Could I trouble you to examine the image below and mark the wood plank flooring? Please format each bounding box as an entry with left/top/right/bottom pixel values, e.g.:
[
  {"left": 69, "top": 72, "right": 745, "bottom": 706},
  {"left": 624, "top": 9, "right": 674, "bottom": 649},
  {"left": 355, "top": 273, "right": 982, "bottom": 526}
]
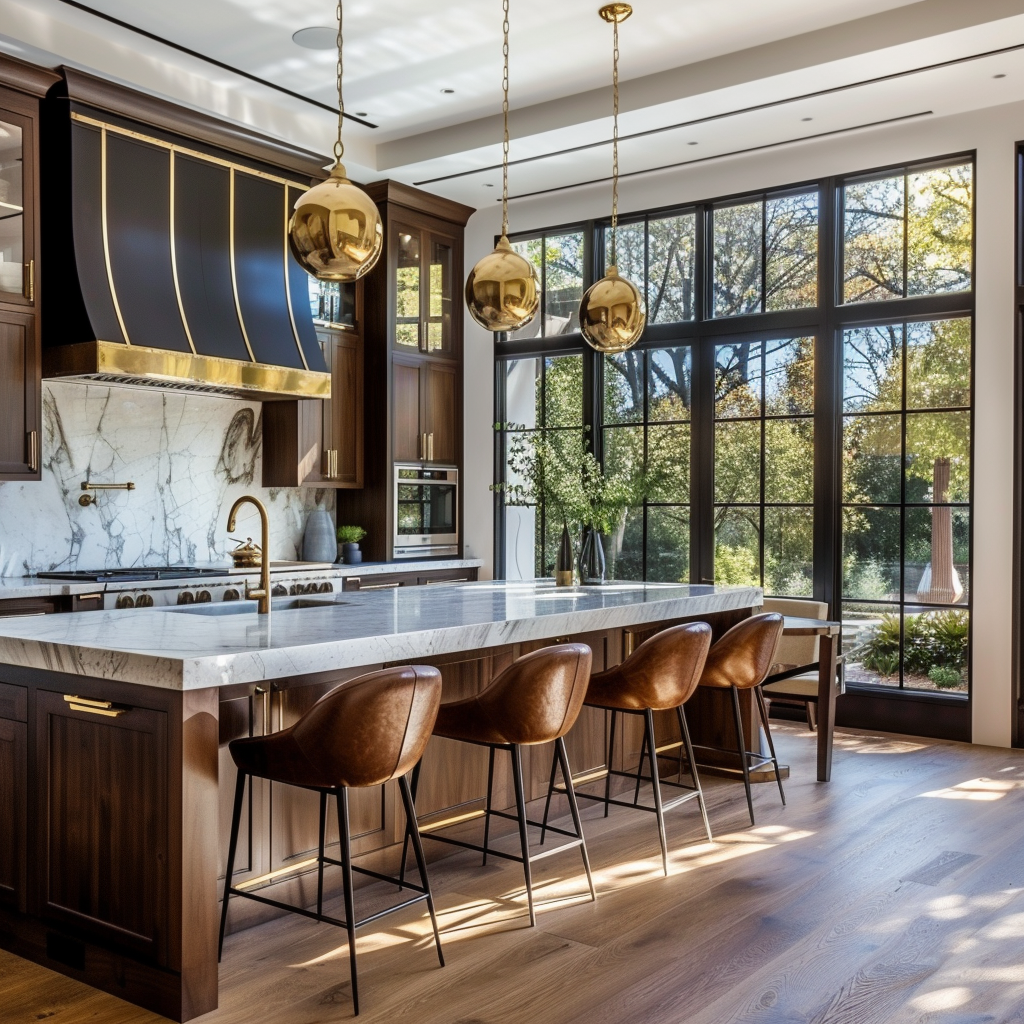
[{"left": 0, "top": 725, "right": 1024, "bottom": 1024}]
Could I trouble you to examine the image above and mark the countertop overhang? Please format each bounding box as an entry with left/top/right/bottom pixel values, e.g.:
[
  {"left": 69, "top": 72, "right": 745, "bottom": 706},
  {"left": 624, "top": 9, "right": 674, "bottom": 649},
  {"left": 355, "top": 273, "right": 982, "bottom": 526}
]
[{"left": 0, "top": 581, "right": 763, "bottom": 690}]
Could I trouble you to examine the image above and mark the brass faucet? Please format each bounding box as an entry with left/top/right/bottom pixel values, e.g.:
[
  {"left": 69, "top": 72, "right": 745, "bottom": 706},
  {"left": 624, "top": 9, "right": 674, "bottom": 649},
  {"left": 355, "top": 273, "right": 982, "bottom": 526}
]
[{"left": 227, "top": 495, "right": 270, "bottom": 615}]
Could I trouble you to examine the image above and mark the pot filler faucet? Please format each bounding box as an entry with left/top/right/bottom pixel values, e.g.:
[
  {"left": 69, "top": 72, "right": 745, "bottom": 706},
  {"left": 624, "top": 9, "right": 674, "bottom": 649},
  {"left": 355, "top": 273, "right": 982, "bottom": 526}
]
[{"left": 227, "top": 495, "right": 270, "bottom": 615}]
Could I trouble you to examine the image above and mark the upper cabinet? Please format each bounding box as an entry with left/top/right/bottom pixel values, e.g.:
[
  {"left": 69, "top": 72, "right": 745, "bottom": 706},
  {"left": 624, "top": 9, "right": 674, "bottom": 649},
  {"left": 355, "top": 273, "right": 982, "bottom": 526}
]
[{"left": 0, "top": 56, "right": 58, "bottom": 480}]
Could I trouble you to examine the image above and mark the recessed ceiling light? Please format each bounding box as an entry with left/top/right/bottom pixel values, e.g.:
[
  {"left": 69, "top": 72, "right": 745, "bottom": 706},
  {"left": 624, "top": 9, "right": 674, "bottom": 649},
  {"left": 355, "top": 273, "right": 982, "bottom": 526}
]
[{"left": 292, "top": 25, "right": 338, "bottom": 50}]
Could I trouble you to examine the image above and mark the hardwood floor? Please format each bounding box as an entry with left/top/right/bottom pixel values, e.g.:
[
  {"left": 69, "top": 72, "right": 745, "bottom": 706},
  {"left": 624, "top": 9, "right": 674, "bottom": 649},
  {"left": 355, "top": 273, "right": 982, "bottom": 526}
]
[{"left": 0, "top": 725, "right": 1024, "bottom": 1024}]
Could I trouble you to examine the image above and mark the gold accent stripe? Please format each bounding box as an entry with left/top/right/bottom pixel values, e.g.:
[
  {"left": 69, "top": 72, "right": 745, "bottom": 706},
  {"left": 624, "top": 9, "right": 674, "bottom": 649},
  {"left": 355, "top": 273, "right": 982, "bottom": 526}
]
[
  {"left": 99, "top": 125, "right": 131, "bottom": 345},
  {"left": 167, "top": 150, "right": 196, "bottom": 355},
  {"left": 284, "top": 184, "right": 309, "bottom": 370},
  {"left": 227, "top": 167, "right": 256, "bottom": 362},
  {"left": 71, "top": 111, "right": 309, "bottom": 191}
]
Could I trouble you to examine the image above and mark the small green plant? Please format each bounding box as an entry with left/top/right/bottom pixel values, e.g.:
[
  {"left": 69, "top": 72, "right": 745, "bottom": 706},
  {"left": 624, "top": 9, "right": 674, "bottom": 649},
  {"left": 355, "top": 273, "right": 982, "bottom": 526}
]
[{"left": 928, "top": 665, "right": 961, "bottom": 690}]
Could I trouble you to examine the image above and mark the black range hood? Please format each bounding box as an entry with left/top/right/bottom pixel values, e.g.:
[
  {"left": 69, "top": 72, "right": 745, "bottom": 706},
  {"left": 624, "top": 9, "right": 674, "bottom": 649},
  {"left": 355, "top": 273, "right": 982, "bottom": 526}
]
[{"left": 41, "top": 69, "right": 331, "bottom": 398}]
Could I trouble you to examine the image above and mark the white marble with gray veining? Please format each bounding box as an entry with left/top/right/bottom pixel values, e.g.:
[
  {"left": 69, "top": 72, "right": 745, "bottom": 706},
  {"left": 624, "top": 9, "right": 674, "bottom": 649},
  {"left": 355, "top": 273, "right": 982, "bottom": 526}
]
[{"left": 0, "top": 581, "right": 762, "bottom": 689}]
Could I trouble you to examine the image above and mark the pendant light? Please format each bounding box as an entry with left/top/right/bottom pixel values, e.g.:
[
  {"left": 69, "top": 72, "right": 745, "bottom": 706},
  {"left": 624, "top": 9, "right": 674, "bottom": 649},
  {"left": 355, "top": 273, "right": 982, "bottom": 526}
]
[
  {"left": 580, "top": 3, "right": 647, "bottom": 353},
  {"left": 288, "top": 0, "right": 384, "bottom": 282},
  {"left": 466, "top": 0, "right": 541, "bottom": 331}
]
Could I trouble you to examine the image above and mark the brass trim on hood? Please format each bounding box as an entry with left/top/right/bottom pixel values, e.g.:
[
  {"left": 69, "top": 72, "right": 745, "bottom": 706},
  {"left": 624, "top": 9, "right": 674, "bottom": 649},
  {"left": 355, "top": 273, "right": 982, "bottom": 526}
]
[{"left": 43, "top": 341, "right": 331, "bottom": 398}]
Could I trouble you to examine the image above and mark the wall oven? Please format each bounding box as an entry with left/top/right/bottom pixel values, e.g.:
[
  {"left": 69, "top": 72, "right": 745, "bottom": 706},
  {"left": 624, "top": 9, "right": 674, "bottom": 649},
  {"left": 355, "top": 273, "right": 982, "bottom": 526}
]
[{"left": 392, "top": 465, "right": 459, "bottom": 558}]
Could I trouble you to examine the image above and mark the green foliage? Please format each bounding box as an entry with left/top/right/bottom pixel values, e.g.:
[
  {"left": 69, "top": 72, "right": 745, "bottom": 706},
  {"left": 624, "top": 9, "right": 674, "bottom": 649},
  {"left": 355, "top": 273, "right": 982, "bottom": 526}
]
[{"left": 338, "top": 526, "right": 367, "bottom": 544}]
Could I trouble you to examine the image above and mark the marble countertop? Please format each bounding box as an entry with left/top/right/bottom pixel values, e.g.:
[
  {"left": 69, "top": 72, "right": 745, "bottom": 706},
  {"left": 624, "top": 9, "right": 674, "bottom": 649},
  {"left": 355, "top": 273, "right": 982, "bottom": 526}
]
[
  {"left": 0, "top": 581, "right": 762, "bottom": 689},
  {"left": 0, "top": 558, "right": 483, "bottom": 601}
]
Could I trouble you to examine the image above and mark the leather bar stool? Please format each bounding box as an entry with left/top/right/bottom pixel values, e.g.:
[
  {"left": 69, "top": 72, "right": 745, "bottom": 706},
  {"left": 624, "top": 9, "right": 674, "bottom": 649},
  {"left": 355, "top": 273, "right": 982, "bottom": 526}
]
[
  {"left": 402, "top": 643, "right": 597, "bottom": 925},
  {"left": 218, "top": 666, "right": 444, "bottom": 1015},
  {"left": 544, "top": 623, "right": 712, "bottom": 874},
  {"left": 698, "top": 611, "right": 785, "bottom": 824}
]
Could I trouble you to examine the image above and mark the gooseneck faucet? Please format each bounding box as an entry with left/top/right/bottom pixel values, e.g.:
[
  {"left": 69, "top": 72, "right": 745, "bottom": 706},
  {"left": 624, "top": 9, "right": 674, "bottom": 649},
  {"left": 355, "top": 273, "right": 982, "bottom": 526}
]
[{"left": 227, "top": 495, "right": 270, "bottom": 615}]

——————————

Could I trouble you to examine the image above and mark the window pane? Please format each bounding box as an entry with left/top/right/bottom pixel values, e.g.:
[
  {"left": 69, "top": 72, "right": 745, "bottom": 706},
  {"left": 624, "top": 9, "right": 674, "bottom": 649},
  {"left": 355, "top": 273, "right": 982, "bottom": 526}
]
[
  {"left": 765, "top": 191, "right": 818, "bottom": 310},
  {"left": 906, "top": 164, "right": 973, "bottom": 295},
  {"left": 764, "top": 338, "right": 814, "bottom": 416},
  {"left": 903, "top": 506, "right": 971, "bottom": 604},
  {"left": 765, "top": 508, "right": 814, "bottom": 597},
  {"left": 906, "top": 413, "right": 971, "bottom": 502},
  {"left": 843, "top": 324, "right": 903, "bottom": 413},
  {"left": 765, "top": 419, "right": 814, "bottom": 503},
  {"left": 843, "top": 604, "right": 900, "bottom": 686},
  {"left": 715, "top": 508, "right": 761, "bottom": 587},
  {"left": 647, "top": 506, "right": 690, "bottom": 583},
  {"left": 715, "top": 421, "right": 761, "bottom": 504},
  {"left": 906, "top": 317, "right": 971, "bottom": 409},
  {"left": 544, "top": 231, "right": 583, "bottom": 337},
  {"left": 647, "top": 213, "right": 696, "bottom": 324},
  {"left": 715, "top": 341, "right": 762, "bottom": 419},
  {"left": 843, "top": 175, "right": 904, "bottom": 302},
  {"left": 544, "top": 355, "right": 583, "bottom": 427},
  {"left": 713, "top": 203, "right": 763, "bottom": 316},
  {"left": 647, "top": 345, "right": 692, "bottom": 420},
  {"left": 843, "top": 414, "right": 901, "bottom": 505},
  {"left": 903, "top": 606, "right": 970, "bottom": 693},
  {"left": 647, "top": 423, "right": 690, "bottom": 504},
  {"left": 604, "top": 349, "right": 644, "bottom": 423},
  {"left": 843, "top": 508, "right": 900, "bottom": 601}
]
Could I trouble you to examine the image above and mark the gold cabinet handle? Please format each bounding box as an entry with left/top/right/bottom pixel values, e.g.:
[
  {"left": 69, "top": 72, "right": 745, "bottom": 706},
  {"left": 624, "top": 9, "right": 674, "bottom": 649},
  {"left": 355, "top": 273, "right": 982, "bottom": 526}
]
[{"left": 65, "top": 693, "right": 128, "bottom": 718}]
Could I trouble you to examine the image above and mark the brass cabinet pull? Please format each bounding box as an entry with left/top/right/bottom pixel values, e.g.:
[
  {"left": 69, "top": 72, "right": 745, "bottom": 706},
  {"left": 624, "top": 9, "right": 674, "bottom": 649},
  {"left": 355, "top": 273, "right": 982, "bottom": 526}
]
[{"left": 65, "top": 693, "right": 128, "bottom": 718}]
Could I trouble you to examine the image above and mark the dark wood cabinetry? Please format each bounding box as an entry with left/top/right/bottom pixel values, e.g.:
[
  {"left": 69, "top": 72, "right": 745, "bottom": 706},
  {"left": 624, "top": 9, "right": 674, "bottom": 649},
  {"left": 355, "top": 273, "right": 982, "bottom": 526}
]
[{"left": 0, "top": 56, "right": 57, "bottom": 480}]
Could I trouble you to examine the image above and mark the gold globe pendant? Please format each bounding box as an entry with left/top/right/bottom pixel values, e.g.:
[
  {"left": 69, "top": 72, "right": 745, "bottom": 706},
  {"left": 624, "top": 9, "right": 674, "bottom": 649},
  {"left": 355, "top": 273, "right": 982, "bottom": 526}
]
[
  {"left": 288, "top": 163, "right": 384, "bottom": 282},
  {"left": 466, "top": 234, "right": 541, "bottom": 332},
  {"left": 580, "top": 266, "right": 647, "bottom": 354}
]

——————————

The problem:
Gather each line in the rows above that contains the word "brass" and copy it in full.

Reply to the exercise:
Could I trouble you to examine the image above and mark the brass faucet? Please format each bounding box as an entry with left/top/right/bottom pixel values, e.g.:
Could I trouble you to examine the image above and mark the brass trim on hood? Please format each bounding box as an entry with left/top/right/bottom pixel values, e.g.:
Could I trouble you to examine the image above and mark the brass cabinet pull? Please format each bounding box as an entry with left/top/right/bottom pixel values, e.g.:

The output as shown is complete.